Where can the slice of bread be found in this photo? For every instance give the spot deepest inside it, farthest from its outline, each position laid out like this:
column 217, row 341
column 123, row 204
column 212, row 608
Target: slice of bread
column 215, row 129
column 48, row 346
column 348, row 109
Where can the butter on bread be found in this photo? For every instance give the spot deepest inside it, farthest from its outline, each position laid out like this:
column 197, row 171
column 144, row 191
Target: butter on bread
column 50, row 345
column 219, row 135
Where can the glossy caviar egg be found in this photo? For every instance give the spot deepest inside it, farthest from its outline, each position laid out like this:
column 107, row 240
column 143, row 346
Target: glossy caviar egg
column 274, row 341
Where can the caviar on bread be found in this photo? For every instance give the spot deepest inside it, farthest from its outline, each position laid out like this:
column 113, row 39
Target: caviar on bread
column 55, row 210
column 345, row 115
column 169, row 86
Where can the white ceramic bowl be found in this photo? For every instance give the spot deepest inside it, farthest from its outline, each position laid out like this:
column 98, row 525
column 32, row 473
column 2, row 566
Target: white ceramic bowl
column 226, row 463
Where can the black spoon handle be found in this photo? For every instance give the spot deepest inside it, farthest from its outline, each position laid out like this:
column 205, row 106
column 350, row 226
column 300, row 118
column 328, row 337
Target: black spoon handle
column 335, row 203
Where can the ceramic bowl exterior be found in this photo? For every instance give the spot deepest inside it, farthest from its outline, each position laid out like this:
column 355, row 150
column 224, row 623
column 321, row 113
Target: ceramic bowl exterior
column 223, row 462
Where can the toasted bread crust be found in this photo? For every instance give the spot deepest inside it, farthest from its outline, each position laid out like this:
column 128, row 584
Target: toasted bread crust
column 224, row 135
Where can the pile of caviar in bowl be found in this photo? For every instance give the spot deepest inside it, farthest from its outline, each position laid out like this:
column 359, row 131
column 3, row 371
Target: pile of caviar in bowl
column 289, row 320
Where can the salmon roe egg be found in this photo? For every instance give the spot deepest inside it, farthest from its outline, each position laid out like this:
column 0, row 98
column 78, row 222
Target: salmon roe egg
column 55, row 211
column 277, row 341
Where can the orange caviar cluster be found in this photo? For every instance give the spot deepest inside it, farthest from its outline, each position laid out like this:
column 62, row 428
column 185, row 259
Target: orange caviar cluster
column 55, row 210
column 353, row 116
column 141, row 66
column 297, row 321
-------
### THE EXERCISE
Print all of the entries above again, word for word and line for line, without changing anything.

### FINAL ANSWER
Where can the slice of bread be found in this photo? For every instance give the spot deepest inside it, farthest from its outline, each position laid out like this:
column 217, row 341
column 123, row 204
column 212, row 608
Target: slice of bread
column 215, row 129
column 48, row 346
column 348, row 109
Where can the butter on bread be found in this photo? For every instance give the spot deepest inside it, farthest from its outline, each position laid out like this:
column 197, row 171
column 144, row 191
Target: butter on bread
column 50, row 345
column 219, row 135
Where can the glossy caviar egg be found in this photo? For every instance give the spot deepest inside it, farthest from its outline, each position laid out like this:
column 107, row 240
column 143, row 346
Target: glossy caviar egg
column 274, row 341
Where can the caviar on bread be found in this photo? For every instance give the spot deepest inside it, farthest from its outline, each position laid out like this:
column 113, row 39
Target: caviar on bread
column 55, row 210
column 345, row 115
column 169, row 86
Where can the white ceramic bowl be found in this photo? For every instance give the spot deepest inside it, farthest from its outline, each position laid out like this:
column 98, row 525
column 32, row 473
column 2, row 566
Target: white ceramic bowl
column 226, row 463
Where can the black spoon handle be found in this photo? For every instance give the spot deepest inside it, farthest from its outline, each position laid out like this:
column 205, row 106
column 350, row 226
column 300, row 118
column 328, row 337
Target: black spoon handle
column 335, row 203
Where can the ceramic bowl exterior be found in this photo? For every instance give the spot deepest inside it, farthest from its outline, each position laid out like this:
column 355, row 150
column 224, row 623
column 321, row 113
Target: ceramic bowl exterior
column 223, row 462
Where can the toasted bread crust be found in this photo? For every instance give the spot deepest inside it, farthest from its outline, each position laid out like this:
column 128, row 584
Target: toasted bread crust
column 224, row 135
Where can the pile of caviar in bowl be found in this photo? For every instance give the spot deepest inside it, farthest from its outline, each position laid out like this:
column 359, row 131
column 3, row 371
Target: pile of caviar in bowl
column 289, row 320
Where can the salmon roe egg be found in this photo? For every instance give the spot deepest inside it, farthest from its outline, each position laid out like this:
column 0, row 98
column 78, row 222
Target: salmon roe egg
column 55, row 211
column 277, row 341
Where can the orange caviar cluster be found in this photo? For every instance give the spot deepest inside it, farthest from its outline, each position laid out like this:
column 62, row 428
column 185, row 259
Target: orange caviar cluster
column 55, row 210
column 353, row 116
column 141, row 66
column 297, row 321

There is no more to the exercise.